• DO THIS: Count the lines in the listing below that contain the word "white", where case counts. Reply with the number only.

• Detection annotation records:
** begin **

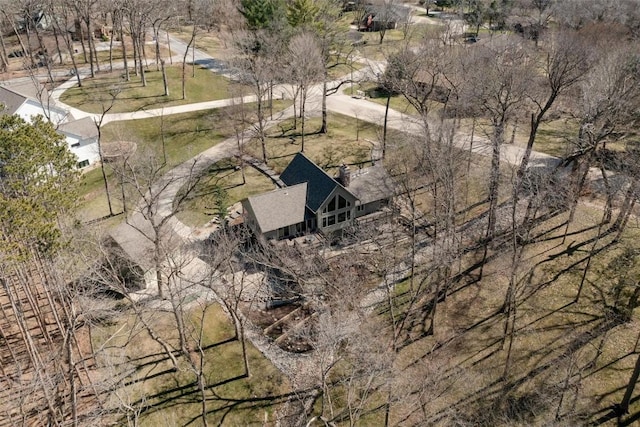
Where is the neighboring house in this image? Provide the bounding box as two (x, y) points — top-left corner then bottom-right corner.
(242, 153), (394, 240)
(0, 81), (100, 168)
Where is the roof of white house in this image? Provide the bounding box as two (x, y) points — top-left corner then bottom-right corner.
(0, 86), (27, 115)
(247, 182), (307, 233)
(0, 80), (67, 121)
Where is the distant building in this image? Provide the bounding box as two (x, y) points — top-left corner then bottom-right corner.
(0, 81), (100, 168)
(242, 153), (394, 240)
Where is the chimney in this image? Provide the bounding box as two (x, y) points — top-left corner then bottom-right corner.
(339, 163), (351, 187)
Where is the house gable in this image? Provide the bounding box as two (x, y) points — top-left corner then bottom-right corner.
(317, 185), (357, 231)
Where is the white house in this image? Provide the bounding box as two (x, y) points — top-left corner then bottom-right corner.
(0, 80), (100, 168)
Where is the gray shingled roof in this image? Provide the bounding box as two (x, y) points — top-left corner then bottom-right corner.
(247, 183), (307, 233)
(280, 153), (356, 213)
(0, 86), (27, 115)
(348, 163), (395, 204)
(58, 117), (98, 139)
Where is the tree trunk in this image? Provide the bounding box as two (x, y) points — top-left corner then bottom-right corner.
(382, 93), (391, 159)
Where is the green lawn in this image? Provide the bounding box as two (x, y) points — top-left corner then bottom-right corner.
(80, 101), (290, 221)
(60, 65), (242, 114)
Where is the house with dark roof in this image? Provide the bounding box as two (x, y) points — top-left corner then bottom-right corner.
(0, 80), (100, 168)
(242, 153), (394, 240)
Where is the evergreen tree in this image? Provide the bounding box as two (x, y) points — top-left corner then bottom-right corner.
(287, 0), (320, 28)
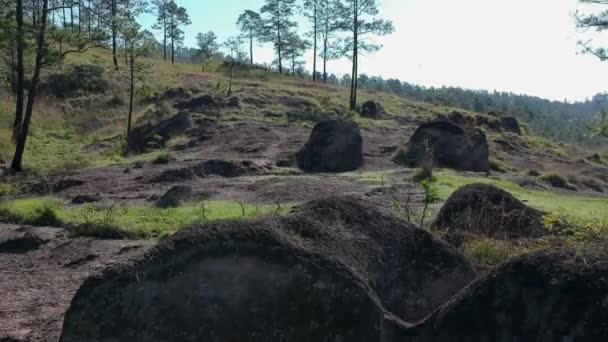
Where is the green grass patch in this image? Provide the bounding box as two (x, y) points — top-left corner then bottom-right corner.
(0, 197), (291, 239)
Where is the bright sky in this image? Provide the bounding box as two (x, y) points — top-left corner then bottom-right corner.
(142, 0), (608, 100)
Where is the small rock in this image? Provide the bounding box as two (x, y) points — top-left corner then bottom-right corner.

** end **
** begin **

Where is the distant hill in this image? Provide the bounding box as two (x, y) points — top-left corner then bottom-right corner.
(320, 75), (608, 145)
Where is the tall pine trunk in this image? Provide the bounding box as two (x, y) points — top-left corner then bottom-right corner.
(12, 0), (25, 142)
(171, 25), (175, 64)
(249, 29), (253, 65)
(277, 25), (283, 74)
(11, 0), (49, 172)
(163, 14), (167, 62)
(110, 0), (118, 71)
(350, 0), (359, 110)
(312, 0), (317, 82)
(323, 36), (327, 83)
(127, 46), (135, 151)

** end **

• RESPONSE TO THE EXERCISE: 2